Only the lines from the one with "Where can you find the horse's hind" onward are wanted, through the last line of the entries, set down exactly.

>> BEGIN Dataset extract

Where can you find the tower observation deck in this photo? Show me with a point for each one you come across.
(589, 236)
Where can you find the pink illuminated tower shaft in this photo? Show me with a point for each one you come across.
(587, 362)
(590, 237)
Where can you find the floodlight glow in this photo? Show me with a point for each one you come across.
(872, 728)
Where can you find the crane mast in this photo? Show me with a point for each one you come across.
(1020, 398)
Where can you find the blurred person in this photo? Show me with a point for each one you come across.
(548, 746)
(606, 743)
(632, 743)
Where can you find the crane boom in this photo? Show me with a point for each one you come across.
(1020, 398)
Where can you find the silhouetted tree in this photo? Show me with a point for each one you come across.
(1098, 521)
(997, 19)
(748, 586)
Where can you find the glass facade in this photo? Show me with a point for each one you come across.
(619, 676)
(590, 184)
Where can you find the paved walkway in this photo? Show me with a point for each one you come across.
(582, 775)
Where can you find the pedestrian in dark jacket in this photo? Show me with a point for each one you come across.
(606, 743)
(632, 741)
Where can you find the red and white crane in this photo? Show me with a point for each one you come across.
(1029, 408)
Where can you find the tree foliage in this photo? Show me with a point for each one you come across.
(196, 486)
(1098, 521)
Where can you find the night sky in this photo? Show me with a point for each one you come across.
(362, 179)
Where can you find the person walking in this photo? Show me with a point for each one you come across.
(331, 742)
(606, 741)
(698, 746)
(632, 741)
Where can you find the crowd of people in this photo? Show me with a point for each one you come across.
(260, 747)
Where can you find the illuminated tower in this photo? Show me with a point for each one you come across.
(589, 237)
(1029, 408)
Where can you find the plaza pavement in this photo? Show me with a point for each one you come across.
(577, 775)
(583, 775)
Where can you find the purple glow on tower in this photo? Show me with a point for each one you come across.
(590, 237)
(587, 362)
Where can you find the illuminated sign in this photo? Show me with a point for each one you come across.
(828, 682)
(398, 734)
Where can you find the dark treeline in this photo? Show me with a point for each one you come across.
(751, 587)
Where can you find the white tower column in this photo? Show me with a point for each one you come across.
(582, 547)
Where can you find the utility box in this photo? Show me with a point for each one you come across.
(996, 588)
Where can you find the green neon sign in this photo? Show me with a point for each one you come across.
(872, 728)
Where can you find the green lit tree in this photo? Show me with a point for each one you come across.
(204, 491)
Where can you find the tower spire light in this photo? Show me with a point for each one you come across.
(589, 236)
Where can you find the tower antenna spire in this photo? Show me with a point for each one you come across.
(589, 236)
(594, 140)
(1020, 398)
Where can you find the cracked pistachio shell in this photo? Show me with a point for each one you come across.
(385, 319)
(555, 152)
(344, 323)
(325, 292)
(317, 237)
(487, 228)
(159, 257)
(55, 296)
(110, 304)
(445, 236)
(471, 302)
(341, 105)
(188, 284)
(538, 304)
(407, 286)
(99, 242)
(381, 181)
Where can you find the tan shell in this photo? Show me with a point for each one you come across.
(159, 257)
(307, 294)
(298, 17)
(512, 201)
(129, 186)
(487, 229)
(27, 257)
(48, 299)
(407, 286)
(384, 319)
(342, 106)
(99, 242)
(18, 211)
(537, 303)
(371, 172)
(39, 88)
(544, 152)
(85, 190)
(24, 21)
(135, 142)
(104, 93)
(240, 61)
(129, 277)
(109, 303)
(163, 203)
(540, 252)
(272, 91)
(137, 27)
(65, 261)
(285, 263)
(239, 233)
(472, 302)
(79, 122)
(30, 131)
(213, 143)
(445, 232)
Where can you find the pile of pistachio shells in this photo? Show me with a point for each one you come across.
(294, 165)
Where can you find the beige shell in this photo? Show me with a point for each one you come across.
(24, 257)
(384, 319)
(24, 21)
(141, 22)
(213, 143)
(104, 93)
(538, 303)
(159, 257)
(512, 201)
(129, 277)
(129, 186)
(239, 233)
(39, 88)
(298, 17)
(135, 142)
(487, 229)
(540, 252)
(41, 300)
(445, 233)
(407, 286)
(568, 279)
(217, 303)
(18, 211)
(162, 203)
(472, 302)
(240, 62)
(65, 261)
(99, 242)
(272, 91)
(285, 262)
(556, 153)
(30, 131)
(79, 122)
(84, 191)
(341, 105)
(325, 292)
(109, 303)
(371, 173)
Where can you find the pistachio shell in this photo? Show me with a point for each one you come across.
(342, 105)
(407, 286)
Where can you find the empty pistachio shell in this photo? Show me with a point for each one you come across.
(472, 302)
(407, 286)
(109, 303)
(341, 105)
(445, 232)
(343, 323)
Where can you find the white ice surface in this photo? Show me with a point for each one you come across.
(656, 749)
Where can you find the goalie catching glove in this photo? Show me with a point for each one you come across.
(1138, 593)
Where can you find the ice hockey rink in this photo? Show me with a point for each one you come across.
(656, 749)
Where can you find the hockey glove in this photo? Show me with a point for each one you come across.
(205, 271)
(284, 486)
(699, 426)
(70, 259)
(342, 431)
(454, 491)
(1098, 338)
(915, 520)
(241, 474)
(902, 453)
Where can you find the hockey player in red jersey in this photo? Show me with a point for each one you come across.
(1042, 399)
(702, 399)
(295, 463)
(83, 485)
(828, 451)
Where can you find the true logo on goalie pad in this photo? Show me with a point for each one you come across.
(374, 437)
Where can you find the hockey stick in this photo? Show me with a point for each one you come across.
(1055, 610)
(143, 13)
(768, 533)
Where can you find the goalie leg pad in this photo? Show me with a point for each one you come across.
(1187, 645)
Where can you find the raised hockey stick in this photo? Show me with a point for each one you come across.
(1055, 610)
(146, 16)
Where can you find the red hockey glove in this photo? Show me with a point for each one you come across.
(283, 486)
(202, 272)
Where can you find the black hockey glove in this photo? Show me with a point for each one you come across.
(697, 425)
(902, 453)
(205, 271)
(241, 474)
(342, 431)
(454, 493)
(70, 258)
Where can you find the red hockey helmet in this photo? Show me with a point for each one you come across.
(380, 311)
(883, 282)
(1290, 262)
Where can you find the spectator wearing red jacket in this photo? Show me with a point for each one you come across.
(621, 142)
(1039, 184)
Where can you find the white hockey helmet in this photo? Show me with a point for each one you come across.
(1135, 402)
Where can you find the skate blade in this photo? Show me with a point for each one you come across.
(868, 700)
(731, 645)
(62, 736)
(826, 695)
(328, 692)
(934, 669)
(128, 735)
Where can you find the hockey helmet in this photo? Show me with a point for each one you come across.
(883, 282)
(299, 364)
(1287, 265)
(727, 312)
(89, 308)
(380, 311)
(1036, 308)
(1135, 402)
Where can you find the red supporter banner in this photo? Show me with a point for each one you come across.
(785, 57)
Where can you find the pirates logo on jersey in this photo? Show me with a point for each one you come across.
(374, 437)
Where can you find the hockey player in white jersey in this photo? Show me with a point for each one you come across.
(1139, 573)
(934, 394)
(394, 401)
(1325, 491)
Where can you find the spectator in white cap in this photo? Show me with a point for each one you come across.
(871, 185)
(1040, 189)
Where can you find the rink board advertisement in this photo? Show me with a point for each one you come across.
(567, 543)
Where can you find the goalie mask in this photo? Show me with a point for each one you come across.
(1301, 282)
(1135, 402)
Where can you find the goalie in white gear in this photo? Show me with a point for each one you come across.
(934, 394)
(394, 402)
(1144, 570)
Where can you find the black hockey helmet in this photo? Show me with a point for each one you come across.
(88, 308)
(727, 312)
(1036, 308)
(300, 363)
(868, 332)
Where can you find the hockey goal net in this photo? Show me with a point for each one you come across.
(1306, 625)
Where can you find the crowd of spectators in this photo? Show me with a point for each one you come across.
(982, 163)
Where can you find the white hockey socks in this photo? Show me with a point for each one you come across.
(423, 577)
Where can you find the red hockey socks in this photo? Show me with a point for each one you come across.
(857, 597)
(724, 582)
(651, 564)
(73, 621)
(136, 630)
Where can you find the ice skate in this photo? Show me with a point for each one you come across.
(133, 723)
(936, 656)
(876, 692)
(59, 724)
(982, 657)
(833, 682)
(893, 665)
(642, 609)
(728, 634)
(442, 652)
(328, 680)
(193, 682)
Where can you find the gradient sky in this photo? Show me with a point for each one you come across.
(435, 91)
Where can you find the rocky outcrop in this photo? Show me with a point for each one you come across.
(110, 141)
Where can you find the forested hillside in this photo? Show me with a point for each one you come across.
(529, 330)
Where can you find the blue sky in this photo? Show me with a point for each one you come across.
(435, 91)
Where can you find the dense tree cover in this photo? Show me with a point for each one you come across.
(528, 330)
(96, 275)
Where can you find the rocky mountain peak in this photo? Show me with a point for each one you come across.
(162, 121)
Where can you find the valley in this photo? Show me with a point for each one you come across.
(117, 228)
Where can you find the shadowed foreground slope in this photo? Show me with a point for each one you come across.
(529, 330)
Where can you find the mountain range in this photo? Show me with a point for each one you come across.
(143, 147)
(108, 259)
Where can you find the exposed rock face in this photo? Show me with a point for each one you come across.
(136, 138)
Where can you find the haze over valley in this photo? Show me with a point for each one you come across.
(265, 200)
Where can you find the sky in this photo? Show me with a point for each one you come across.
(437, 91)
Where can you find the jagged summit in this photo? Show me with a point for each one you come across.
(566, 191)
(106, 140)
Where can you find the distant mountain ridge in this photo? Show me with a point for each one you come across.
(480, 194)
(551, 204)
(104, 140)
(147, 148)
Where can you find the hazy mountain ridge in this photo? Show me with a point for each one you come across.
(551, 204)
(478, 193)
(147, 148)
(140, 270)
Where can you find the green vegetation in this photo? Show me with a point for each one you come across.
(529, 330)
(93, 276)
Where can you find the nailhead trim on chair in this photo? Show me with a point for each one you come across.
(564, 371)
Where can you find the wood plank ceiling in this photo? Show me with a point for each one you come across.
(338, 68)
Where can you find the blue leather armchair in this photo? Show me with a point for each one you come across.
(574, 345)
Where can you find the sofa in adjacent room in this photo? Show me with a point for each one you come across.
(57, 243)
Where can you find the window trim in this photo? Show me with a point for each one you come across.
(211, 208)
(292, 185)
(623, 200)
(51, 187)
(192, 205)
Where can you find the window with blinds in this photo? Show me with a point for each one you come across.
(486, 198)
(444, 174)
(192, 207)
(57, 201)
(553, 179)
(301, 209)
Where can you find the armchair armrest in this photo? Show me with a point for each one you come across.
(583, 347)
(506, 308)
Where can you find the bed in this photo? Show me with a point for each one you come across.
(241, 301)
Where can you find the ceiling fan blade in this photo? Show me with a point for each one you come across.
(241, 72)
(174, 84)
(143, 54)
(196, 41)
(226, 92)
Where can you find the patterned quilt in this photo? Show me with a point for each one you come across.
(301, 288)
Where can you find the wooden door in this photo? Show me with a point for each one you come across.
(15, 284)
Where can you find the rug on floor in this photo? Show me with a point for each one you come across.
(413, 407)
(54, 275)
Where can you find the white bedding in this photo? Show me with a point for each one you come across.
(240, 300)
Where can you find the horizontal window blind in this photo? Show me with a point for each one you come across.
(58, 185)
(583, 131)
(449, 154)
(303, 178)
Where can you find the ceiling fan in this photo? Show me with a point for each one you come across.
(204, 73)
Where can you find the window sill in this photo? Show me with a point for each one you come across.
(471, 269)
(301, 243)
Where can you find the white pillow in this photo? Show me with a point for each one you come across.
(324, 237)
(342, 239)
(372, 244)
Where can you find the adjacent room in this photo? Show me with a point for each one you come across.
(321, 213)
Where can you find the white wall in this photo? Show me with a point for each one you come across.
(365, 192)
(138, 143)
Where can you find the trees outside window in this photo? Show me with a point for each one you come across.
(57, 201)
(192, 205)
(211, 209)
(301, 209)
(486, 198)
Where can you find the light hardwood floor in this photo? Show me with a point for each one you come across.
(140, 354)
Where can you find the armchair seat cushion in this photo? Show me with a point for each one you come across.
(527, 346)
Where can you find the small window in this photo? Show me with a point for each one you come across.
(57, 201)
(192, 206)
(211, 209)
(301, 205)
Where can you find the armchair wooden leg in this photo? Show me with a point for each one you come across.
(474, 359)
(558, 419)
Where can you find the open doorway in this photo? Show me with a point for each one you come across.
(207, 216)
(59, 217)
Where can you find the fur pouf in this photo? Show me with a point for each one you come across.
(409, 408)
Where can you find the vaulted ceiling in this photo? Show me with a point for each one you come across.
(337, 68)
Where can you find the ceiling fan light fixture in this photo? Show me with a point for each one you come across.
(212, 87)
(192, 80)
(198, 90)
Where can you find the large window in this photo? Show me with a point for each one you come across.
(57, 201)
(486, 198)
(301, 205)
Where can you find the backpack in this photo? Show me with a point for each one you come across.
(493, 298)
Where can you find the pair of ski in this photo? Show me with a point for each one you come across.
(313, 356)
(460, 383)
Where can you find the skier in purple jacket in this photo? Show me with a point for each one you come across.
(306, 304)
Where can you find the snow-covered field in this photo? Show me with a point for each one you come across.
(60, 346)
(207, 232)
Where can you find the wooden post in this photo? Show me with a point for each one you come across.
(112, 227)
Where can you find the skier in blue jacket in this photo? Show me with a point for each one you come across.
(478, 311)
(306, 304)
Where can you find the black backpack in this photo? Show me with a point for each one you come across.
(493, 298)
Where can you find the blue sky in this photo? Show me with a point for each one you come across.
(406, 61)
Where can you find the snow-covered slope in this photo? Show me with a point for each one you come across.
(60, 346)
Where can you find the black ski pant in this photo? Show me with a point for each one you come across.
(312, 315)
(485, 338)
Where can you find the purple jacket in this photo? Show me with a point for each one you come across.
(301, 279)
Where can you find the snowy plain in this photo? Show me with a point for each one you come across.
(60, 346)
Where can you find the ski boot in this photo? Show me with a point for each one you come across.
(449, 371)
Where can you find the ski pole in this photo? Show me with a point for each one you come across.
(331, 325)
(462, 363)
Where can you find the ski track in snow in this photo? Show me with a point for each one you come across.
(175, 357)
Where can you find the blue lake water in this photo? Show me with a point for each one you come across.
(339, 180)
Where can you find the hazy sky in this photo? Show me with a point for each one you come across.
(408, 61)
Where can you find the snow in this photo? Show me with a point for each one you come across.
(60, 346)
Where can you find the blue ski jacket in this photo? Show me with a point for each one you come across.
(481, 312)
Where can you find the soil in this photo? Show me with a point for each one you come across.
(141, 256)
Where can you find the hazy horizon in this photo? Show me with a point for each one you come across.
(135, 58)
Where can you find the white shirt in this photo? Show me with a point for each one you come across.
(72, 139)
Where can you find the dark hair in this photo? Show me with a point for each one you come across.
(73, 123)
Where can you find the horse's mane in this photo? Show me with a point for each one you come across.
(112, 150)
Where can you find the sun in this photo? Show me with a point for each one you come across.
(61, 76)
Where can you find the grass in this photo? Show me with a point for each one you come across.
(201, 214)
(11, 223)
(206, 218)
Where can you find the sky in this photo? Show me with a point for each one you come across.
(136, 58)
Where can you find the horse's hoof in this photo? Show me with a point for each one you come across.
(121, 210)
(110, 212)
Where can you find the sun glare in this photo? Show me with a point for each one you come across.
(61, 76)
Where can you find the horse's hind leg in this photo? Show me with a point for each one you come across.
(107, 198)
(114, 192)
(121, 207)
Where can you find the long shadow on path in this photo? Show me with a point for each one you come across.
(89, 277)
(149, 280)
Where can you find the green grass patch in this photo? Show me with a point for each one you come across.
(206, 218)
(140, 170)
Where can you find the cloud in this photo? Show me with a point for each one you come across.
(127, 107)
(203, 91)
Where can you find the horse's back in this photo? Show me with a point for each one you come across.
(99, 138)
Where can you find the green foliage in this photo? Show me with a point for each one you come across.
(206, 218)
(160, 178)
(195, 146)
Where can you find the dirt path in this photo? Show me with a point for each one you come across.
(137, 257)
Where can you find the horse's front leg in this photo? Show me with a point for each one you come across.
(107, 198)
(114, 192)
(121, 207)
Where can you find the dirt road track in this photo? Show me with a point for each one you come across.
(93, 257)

>> END Dataset extract

Exercise result -
Where can you find the horse's hind leg in this photo? Show me with a point for each one you come across.
(107, 198)
(114, 192)
(121, 207)
Where can you find the long shadow on path in this photo? Show me with a point for each one you come across.
(89, 277)
(149, 280)
Where can you find the green grass patch in this photo? Show me with a point for each one you come across.
(206, 218)
(140, 170)
Where can you find the cloud in this photo? Show me with a point for each one you come across.
(127, 107)
(203, 91)
Where can you find the horse's back in this photo? Show me with a point for each one you come across.
(99, 138)
Where can you find the green foliage in this photo? Show me with a point for each one you come across.
(206, 218)
(160, 178)
(195, 146)
Where can you find the dirt path in this photo? Show me with a point for each one you come across.
(137, 257)
Where can you find the horse's front leg in this photo? Show me with a point for each one you come across.
(107, 198)
(114, 192)
(121, 207)
Where can you find the dirt road track in this photo? Show me with a point for each one you come across.
(93, 257)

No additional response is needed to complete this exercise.